Monday, 14 November 2011

where's my copy?! 'Stripped; The Bare Reality of Lap dancing'

Ooohhh, there is a new book out on stripping, and I'm eager to get a copy. But damnnit! Amazon has sold out.  This means that it's probably massively popular already, which is great news for me as I'm currently scribbling away on a lapdancing novel of my own.  Ahhh, how I dream of a major retailer selling out of my own silly scribblings....
So, the new book out is;

'Stripped; The Bare reality of Lap Dancing' by Jennifer Hayashi Danns & Leveque Sandrine and here's an Amazon link

I first heard about it after a Twitter follower (thankyou honey!) alerted me to a review in the Guardian.  I read and reread the piece with some interest as the views purported seem to be the exact opposite of mine - Jennifer worked for two years as a lapdancer and she didn't like it.  At all.

The review said that she drank daily, daily meaning before, whilst prepping and during work.  Lots of girls took cocaine or drank-drived home.  I agree that a lot of women in the stripping profession turn to drink or drugs, but so do many women nowadays in their twenties - drinking and drugtaking are so normalised into social culture and practices that I am more suprised if somebody doesn't drink or dab in a little coke now and then.

+ + + + +

• _YOUR TASKS_
• A. According to the blog post about the lap dancing book, how long did Jennifer Hayashi Danns work as a lapdancer?
• B. Continue the blog post about the lap dancing book from the point where the post stops.
The records that come next are separate material, unrelated to the blog post about the lap dancing book.

+ + + + +

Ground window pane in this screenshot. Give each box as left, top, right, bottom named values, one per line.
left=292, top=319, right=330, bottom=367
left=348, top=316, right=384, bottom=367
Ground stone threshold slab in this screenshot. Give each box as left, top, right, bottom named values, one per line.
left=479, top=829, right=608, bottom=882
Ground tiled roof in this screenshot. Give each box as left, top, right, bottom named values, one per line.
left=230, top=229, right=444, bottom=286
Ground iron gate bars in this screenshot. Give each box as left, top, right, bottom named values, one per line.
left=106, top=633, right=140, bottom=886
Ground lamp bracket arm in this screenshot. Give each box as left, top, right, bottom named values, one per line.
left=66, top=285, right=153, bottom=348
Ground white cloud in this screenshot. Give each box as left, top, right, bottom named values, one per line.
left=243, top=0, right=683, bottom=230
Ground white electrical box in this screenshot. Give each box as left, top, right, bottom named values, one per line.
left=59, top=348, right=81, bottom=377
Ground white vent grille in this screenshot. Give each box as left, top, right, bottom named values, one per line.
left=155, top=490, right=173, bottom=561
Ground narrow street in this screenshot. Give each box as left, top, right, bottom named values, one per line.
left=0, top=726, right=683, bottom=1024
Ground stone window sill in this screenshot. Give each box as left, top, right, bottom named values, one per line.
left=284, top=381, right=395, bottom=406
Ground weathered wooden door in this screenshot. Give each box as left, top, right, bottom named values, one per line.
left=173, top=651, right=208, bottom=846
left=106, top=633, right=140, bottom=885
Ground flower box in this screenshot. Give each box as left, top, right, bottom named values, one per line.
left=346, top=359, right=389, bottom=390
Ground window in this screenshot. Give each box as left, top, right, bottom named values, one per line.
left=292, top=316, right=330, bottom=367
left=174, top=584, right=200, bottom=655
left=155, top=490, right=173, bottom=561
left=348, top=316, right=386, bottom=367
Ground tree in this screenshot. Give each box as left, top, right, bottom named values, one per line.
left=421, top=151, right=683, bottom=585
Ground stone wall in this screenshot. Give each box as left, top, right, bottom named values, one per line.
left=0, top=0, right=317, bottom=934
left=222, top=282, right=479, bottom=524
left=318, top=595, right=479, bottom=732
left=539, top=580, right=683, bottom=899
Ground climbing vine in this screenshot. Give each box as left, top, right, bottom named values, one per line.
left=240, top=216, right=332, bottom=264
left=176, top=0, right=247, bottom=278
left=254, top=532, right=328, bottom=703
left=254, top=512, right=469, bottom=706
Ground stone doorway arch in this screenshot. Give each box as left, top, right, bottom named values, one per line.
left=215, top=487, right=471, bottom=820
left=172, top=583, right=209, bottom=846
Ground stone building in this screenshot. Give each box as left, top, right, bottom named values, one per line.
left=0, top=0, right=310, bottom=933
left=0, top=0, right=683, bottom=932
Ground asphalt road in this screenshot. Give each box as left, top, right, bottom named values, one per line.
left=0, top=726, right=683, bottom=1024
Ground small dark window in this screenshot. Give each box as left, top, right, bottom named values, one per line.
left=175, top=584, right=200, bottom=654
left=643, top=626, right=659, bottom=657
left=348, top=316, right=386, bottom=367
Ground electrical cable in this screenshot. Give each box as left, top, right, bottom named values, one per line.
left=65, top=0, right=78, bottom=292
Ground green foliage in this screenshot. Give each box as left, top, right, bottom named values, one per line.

+ + + + +

• _TASK-BY-TASK OUTPUTS_
• A. Two years.

• B.
But I really emphasised with her stories, collected from various dancers in conjunction with a campaigning co-author, Leveque Sandrine.  God, they make them sound so nasty - and I suppose a lot of them are.  Guys making you feel like shit, whether it's through the levying of pointless fines by a misogynistic management or customers making degrading comments, which get increasingly tiring as they stack up though the night.

The books main thrust, as far as I can tell from the review, is that lapdancing is psychologically damaging.  (I'm really hoping that this isn't true, as I've been in the business for so long now, and would hate to turn out as a crackpot)  But seriously, I think that stripping is harmful for many girls.  In my experiences, their ability to deal with it centers on just a few aspects; the average customers attitude, the level of contact, and how strong a base the dancer has herself.  A girl away from home for the first time at university may find it very difficult.  A journeying dancer - a stripper on tour - in a different bedsit/friends couch/club every week, may find that she gets more worn out and snappy, more introspective.  A girl who is falling in and out of love shouldn't be working till she becomes steady Eddie once more.  A girl who has failed to budget properly, and then work turns quiet, and she doesn't get that windfall she was counting on, well they always say that desperation leads to drink and drugs and ruin.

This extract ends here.